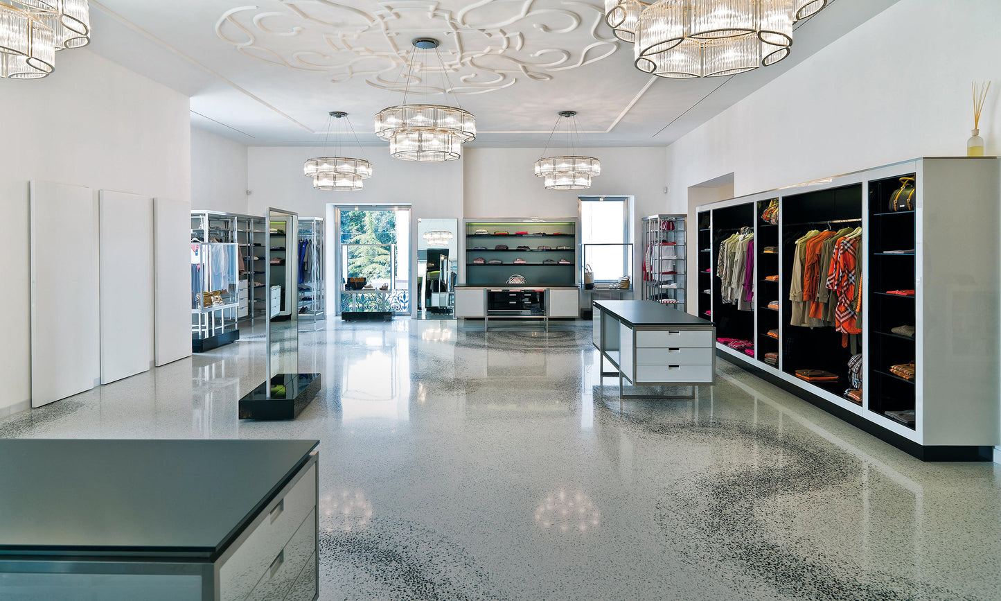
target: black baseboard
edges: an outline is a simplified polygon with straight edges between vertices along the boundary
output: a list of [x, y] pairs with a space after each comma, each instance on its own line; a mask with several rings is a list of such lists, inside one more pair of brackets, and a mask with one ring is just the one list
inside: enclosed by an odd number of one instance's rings
[[228, 345], [229, 343], [235, 343], [240, 340], [239, 330], [230, 330], [229, 332], [224, 332], [216, 336], [210, 336], [207, 339], [196, 339], [191, 338], [191, 351], [194, 353], [204, 353], [205, 351], [211, 351], [212, 349], [218, 349], [223, 345]]
[[843, 407], [839, 407], [834, 403], [831, 403], [827, 399], [820, 397], [811, 393], [810, 391], [799, 387], [791, 382], [786, 382], [785, 380], [778, 378], [777, 376], [766, 372], [759, 366], [755, 365], [752, 361], [745, 360], [743, 358], [734, 357], [728, 353], [716, 350], [717, 357], [725, 359], [730, 363], [740, 366], [747, 372], [754, 374], [758, 378], [773, 384], [782, 390], [796, 395], [800, 399], [803, 399], [807, 403], [823, 409], [827, 413], [848, 422], [852, 426], [871, 434], [872, 436], [880, 439], [885, 443], [889, 443], [894, 447], [900, 449], [901, 451], [916, 457], [921, 461], [994, 461], [994, 448], [993, 447], [974, 447], [974, 446], [924, 446], [915, 443], [914, 441], [908, 440], [896, 432], [891, 432], [885, 428], [881, 428], [878, 424], [874, 424], [865, 418], [854, 414], [850, 411], [845, 410]]
[[[271, 398], [266, 398], [271, 387]], [[240, 399], [241, 420], [294, 420], [319, 392], [319, 374], [278, 374]]]
[[344, 322], [391, 322], [391, 311], [344, 311], [340, 319]]

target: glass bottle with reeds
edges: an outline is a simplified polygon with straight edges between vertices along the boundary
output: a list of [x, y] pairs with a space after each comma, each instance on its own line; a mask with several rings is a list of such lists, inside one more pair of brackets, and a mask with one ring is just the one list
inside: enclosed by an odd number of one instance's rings
[[984, 138], [980, 137], [980, 113], [984, 110], [984, 100], [987, 99], [987, 91], [991, 89], [991, 82], [986, 84], [973, 83], [973, 135], [966, 141], [967, 156], [984, 155]]

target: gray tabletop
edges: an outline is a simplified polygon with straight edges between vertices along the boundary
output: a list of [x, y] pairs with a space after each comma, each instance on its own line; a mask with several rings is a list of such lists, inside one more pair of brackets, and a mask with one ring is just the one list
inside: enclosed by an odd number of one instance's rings
[[0, 441], [0, 557], [213, 557], [318, 441]]
[[595, 307], [630, 326], [686, 326], [712, 328], [713, 323], [654, 300], [595, 300]]

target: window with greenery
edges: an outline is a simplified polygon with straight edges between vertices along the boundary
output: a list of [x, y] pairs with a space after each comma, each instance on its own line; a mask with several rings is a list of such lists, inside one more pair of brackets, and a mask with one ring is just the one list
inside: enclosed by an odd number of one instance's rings
[[630, 272], [627, 196], [581, 196], [581, 242], [610, 244], [586, 246], [584, 259], [595, 271], [595, 281], [616, 281]]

WHAT IS EXPECTED - Rewrite the entries from their beginning up to and including the line containing "349], [223, 345]]", changing "simplified" to "reduced" and keeping everything else the same. Omit the pictures from your answer.

SOLUTION -
target: black baseboard
edges: an outline is a reduced polygon with straight edges between vertices along the boundary
output: a list of [x, y] pairs with a space after each comma, each instance on its own line; a mask with several rings is a list of such lists, inside one more pair of brackets, and a mask with one ring is just the one list
inside: enclosed by an odd number of one instance's rings
[[228, 345], [229, 343], [235, 343], [240, 340], [239, 330], [230, 330], [229, 332], [224, 332], [216, 336], [210, 336], [207, 339], [196, 339], [191, 338], [191, 351], [194, 353], [204, 353], [205, 351], [211, 351], [212, 349], [218, 349], [223, 345]]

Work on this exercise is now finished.